SHORT EXERCISE A: Reproduce the passage of the Fitch ratings article that opens with the words containing "The issue ratings" and closes with "off-budget capital expenditure.".

EXTRACT:

Fitch Ratings has affirmed Vietnam's long-term foreign and local currency issuer default ratings (IDRs) at ‘BB-' with a stable outlook.
Fitch affirms Vietnam’s stable debt outlook ảnh 1Fitch affirms Vietnam’s stable debt outlook (Photo: huffingtonpost.com)

Hanoi (VNA)🌌 - Fitch Ratings has affirmed Vietnam's long-term foreign and local currency issuer default ratings (IDRs) at ‘BB-' with a stable outlook.

The issue ratings on the country's senior unsecured foreign- and local-currency bonds are also affirmed at ‘BB-'. The country ceiling is affirmed at ‘BB-' and the short-term foreign-currency IDR at ‘B'. Fitch said in an online report late last week that Vietnam's ratings balance its strong macro-economic outlook against high public debt levels, sizeable budget deficits, and relatively weak structural indicators. The agency forecasts a budget deficit of 6 percent of gross domestic product (GDP) for the country this year, compared with an estimated 6.2 percent of GDP last year based on the agency's adjusted measure. While the 2016 budget is currently under deliberation by the National Assembly, Fitch forecasts a modest fiscal consolidation next year to 5.4 percent of GDP, with an expected reduction of off-budget capital expenditure.
General government gross debt (GGGD) rose to an estimated 47.3 percent of GDP in 2014, higher than the ‘BB' median of 42.8 percent of GDP, and up from 42.3 percent the year prior. Fitch expects GGGD to rise to 49.3 percent of GDP in 2015 and stabilise at about 50 percent of GDP as the authorities move toward achieving their stated medium-term fiscal objectives of reducing the official budget deficit to below four percent of GDP. The authorities have indicated that they will not seek to raise the public debt ceiling of 65 percent of GDP, which captures a broader measurement of public debts, including government guarantees. Fitch deems Vietnam's refinancing risk as moderate, which balances high concessionary funding with a growing stock of marketable domestic debt at relatively short maturities. Domestic debt has a weighted average maturity of 4.3 years versus 12.8 years for external debt. Five-year domestic bond yields rose to 6.7 percent in October 2015 from 5.2 percent a year prior. Fitch expects the country's current-account balance to narrow to 0.8 percent of GDP this year, following surpluses averaging 4.1 percent of GDP over the past four years. Imports have surged by 14.3 percent in value terms during the first 10 months of this year versus export growth of 8.5 percent. This has resulted in a trade deficit of 4.1 billion USD in the year to October 2015 versus a surplus of 2.4 billion USD a year prior.

SOURCE RECORDS:
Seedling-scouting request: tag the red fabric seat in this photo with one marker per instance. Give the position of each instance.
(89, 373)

---

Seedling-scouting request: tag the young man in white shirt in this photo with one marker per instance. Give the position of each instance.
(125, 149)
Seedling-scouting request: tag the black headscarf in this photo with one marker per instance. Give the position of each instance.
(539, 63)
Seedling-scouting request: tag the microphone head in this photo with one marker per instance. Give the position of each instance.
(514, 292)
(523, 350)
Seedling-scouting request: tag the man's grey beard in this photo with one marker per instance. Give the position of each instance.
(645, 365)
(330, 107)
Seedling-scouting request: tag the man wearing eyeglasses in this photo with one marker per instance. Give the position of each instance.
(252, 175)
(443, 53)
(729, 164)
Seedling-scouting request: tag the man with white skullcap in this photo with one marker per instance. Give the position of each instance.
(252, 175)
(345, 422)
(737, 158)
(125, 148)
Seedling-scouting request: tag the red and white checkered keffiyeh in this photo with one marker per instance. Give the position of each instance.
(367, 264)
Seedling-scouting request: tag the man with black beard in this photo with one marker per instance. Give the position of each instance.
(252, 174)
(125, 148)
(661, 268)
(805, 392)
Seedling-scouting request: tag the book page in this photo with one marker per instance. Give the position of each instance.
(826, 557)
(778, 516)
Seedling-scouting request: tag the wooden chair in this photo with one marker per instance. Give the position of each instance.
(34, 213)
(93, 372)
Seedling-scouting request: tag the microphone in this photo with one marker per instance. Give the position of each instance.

* * *

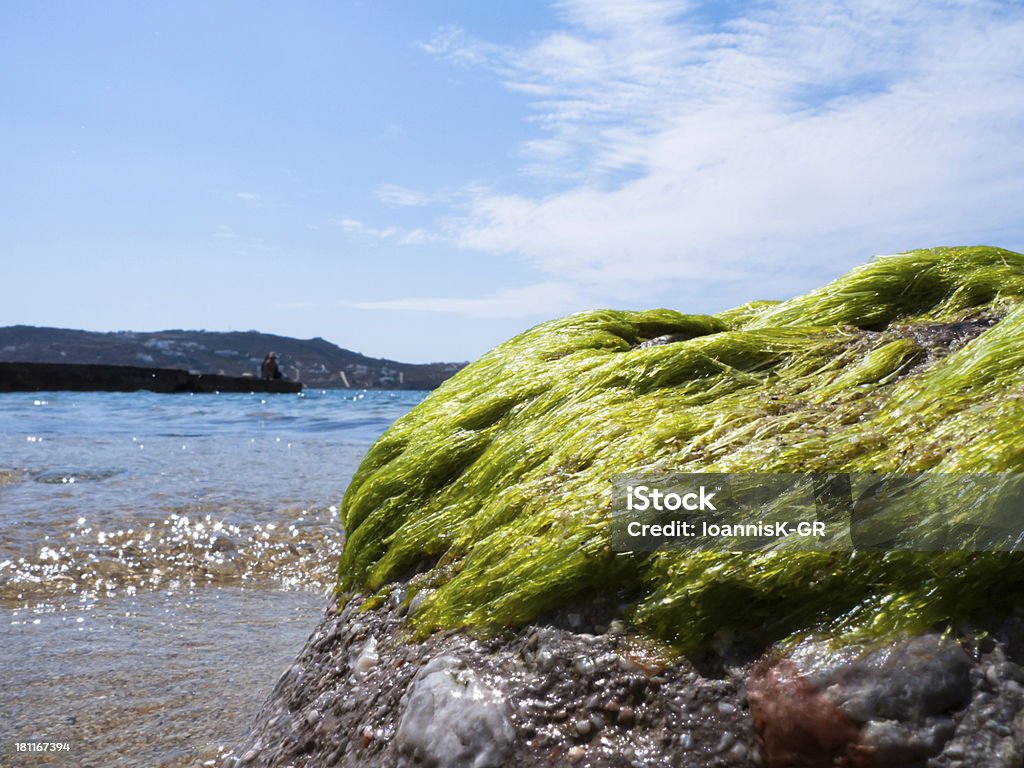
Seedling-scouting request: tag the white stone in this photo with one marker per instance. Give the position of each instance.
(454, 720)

SHORT EXERCISE B: Pick out every line of the records that contains the word "microphone", and copy each one.

EXERCISE OUTPUT A:
The issue ratings on the country's senior unsecured foreign- and local-currency bonds are also affirmed at ‘BB-'. The country ceiling is affirmed at ‘BB-' and the short-term foreign-currency IDR at ‘B'. Fitch said in an online report late last week that Vietnam's ratings balance its strong macro-economic outlook against high public debt levels, sizeable budget deficits, and relatively weak structural indicators. The agency forecasts a budget deficit of 6 percent of gross domestic product (GDP) for the country this year, compared with an estimated 6.2 percent of GDP last year based on the agency's adjusted measure. While the 2016 budget is currently under deliberation by the National Assembly, Fitch forecasts a modest fiscal consolidation next year to 5.4 percent of GDP, with an expected reduction of off-budget capital expenditure.

EXERCISE OUTPUT B:
Seedling-scouting request: tag the microphone head in this photo with one marker per instance. Give the position of each instance.
Seedling-scouting request: tag the microphone in this photo with one marker per instance. Give the position of each instance.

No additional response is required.